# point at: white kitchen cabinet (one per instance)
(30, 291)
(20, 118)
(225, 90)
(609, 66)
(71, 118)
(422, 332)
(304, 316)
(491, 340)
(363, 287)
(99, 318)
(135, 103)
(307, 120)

REQUIREMENTS → Reproduce the material precisely, including every line.

TASK ANSWER →
# point at: white kitchen cabinet (one per instance)
(30, 291)
(20, 118)
(225, 90)
(609, 66)
(71, 118)
(422, 332)
(304, 316)
(491, 340)
(363, 287)
(99, 318)
(135, 103)
(307, 120)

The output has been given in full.